[Saved entries]
========
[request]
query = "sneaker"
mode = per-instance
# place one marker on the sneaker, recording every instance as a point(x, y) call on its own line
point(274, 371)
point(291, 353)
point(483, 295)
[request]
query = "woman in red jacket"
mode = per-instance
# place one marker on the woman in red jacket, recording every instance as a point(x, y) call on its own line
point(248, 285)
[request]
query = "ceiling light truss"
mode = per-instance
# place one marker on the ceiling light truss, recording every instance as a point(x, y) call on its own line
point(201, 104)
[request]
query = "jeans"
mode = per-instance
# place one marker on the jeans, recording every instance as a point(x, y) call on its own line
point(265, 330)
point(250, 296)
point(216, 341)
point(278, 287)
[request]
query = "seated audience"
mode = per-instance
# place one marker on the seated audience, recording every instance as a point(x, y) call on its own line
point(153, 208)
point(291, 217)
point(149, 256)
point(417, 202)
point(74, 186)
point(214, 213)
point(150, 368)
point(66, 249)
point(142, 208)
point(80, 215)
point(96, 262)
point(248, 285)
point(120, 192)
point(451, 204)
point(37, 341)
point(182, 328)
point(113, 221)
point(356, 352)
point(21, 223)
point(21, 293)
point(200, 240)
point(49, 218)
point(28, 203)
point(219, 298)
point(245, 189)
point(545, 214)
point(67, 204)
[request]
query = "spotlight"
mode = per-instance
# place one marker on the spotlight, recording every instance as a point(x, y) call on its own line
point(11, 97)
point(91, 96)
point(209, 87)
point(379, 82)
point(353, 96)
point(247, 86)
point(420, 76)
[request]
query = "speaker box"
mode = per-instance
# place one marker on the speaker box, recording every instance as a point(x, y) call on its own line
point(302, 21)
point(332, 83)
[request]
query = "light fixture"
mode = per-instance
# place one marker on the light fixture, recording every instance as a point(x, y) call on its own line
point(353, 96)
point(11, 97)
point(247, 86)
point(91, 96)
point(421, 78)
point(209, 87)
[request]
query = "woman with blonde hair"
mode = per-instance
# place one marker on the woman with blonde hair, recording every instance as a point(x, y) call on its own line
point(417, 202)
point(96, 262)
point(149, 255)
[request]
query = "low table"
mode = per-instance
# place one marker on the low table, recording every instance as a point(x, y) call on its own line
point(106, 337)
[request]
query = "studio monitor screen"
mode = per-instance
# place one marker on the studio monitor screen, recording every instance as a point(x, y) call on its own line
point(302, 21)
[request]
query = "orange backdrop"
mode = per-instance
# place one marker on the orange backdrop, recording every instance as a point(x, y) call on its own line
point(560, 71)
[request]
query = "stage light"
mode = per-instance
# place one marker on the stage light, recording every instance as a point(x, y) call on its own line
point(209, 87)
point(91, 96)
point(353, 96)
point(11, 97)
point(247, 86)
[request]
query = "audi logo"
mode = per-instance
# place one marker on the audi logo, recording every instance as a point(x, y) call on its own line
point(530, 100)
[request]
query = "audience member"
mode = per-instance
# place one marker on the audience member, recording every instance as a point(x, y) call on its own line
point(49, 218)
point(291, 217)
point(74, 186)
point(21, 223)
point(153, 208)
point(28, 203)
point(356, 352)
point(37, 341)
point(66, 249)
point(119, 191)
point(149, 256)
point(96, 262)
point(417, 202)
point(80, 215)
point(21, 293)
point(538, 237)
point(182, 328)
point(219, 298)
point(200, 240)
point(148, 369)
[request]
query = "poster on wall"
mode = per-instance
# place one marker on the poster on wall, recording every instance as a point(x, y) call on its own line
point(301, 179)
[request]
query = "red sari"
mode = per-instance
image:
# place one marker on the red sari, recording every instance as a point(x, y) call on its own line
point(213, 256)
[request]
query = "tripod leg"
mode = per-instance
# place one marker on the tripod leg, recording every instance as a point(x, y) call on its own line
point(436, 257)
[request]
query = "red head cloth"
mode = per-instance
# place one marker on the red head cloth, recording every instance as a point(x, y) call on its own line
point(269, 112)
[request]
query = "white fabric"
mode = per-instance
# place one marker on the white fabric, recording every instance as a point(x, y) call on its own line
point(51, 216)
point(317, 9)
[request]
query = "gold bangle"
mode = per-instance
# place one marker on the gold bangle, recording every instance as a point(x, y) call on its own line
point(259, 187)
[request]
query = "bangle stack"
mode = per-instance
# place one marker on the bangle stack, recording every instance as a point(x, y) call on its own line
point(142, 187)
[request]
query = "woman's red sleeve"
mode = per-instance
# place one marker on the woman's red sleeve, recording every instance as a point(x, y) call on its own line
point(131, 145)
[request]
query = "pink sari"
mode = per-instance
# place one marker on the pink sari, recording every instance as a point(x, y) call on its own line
========
▶ _Problem to work on_: Look through the entries above, and wherever a line holds the word "pink", copy it.

▶ _Written response_:
query = "pink sari"
# place one marker on the pink sari, recording every instance as a point(x, y) call on its own line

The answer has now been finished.